Photo labels with bounding boxes =>
------------------------------

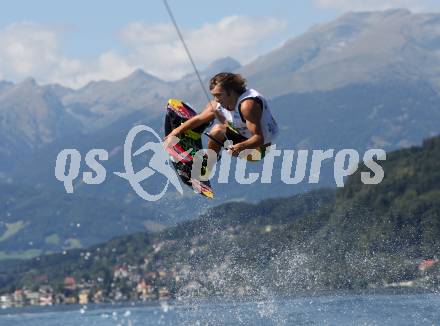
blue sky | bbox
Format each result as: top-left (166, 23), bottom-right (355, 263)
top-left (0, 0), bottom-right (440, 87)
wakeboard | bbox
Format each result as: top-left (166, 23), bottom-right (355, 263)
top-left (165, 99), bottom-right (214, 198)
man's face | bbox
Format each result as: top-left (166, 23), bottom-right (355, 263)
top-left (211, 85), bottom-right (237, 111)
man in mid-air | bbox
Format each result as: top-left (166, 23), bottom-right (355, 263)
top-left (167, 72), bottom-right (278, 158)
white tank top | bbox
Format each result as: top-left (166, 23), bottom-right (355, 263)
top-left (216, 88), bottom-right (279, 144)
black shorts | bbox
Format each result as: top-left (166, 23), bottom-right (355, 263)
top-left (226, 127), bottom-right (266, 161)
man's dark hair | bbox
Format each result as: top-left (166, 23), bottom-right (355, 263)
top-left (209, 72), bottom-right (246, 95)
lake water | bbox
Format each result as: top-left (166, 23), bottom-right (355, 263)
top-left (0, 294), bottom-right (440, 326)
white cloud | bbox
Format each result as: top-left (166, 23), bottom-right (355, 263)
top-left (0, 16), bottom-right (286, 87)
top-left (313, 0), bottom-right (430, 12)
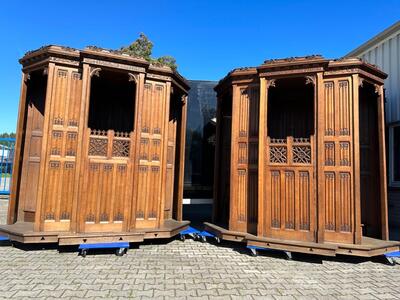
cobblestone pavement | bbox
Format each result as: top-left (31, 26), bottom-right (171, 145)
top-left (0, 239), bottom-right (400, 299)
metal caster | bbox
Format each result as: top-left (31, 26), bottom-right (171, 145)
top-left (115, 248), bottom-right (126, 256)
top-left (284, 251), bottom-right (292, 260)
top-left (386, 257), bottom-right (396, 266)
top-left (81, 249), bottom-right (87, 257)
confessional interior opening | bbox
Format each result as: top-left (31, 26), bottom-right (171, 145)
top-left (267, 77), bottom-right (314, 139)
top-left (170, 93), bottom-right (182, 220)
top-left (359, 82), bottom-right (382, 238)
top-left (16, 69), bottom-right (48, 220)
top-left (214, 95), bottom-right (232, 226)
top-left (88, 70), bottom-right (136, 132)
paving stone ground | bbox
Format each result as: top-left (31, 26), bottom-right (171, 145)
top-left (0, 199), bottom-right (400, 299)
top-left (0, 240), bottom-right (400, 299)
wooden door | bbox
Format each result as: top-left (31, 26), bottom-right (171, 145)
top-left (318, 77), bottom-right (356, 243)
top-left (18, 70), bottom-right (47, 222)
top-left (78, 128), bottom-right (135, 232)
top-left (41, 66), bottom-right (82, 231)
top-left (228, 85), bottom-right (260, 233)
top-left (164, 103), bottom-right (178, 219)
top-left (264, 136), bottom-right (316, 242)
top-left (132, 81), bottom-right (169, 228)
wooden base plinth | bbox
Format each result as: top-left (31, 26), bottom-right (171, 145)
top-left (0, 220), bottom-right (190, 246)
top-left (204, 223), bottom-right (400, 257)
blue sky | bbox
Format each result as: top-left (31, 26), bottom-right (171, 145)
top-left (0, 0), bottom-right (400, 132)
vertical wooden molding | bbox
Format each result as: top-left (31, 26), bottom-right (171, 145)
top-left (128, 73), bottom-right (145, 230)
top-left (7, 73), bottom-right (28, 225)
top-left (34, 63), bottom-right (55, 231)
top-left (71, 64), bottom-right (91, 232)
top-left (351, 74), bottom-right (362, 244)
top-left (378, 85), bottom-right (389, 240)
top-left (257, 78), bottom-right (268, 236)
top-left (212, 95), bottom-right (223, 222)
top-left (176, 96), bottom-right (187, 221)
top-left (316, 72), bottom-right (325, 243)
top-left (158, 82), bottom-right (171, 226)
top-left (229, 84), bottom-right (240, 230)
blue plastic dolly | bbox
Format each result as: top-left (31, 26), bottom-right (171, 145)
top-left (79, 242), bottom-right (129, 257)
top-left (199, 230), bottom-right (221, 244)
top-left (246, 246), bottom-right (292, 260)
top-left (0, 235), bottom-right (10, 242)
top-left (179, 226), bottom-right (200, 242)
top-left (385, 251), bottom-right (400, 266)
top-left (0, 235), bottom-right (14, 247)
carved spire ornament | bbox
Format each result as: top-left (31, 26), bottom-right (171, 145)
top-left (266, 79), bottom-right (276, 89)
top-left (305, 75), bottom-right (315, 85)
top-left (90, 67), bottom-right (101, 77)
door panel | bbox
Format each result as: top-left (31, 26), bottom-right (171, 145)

------------------------------

Instructions for the task =>
Rewrite the rows above, replacing every "bbox" with "bounding box" and changing nothing else. Omit the pictures from your answer.

Full solution =>
blue sky | bounding box
Format each result as: top-left (166, 23), bottom-right (355, 263)
top-left (0, 0), bottom-right (440, 87)
wakeboard | bounding box
Format each result as: top-left (166, 23), bottom-right (355, 263)
top-left (165, 99), bottom-right (214, 198)
man's face | bounding box
Format each result as: top-left (166, 23), bottom-right (355, 263)
top-left (211, 85), bottom-right (237, 111)
man in mid-air | bounding box
Format each result as: top-left (166, 23), bottom-right (355, 263)
top-left (167, 72), bottom-right (278, 158)
white tank top | bounding box
Format each result as: top-left (166, 23), bottom-right (355, 263)
top-left (216, 88), bottom-right (279, 144)
black shorts | bounding box
Format each result as: top-left (166, 23), bottom-right (355, 263)
top-left (226, 127), bottom-right (266, 161)
man's dark hair | bounding box
Format each result as: top-left (166, 23), bottom-right (355, 263)
top-left (209, 72), bottom-right (246, 95)
lake water | bounding box
Format each result as: top-left (166, 23), bottom-right (355, 263)
top-left (0, 294), bottom-right (440, 326)
white cloud | bounding box
Format each result as: top-left (166, 23), bottom-right (355, 263)
top-left (0, 16), bottom-right (286, 87)
top-left (313, 0), bottom-right (430, 12)
cobblestone pavement | bounding box
Format each result as: top-left (31, 26), bottom-right (171, 145)
top-left (0, 239), bottom-right (400, 299)
metal caster | bounding box
Format each result as: top-left (31, 26), bottom-right (171, 145)
top-left (115, 248), bottom-right (126, 256)
top-left (284, 251), bottom-right (292, 260)
top-left (386, 257), bottom-right (396, 266)
top-left (81, 249), bottom-right (87, 257)
confessional interior opening | bounding box
Format each result as: top-left (31, 26), bottom-right (171, 145)
top-left (267, 77), bottom-right (314, 139)
top-left (170, 93), bottom-right (182, 220)
top-left (359, 82), bottom-right (382, 238)
top-left (16, 69), bottom-right (48, 220)
top-left (214, 95), bottom-right (232, 226)
top-left (88, 70), bottom-right (136, 132)
paving stone ground | bounding box
Format each result as: top-left (31, 26), bottom-right (171, 145)
top-left (0, 199), bottom-right (400, 299)
top-left (0, 240), bottom-right (400, 299)
wooden door | bounding box
Format each result as: top-left (31, 26), bottom-right (171, 145)
top-left (318, 77), bottom-right (356, 243)
top-left (18, 70), bottom-right (47, 222)
top-left (78, 128), bottom-right (135, 232)
top-left (41, 66), bottom-right (82, 231)
top-left (228, 85), bottom-right (260, 233)
top-left (164, 103), bottom-right (178, 219)
top-left (264, 136), bottom-right (316, 242)
top-left (132, 81), bottom-right (169, 228)
wooden base plinth | bounding box
Format each result as: top-left (31, 26), bottom-right (171, 145)
top-left (0, 220), bottom-right (190, 246)
top-left (204, 223), bottom-right (400, 257)
blue sky | bounding box
Format each result as: top-left (31, 26), bottom-right (171, 145)
top-left (0, 0), bottom-right (400, 132)
vertical wooden molding | bounding box
Format each result as: top-left (31, 26), bottom-right (171, 145)
top-left (128, 73), bottom-right (145, 230)
top-left (7, 73), bottom-right (28, 225)
top-left (34, 63), bottom-right (55, 231)
top-left (71, 64), bottom-right (91, 232)
top-left (351, 74), bottom-right (362, 244)
top-left (378, 85), bottom-right (389, 240)
top-left (257, 78), bottom-right (268, 236)
top-left (212, 95), bottom-right (223, 222)
top-left (176, 96), bottom-right (187, 221)
top-left (316, 72), bottom-right (325, 243)
top-left (158, 82), bottom-right (171, 226)
top-left (229, 84), bottom-right (240, 230)
blue plastic dolly | bounding box
Format each result as: top-left (31, 26), bottom-right (171, 145)
top-left (79, 242), bottom-right (129, 257)
top-left (199, 230), bottom-right (221, 244)
top-left (246, 246), bottom-right (292, 260)
top-left (0, 235), bottom-right (10, 242)
top-left (179, 226), bottom-right (200, 242)
top-left (385, 251), bottom-right (400, 266)
top-left (0, 235), bottom-right (14, 247)
carved spire ornament | bounding box
Format each result as: top-left (31, 26), bottom-right (171, 145)
top-left (266, 79), bottom-right (276, 89)
top-left (305, 75), bottom-right (315, 85)
top-left (90, 67), bottom-right (101, 77)
door panel | bounding box
Format each result as: top-left (31, 26), bottom-right (171, 145)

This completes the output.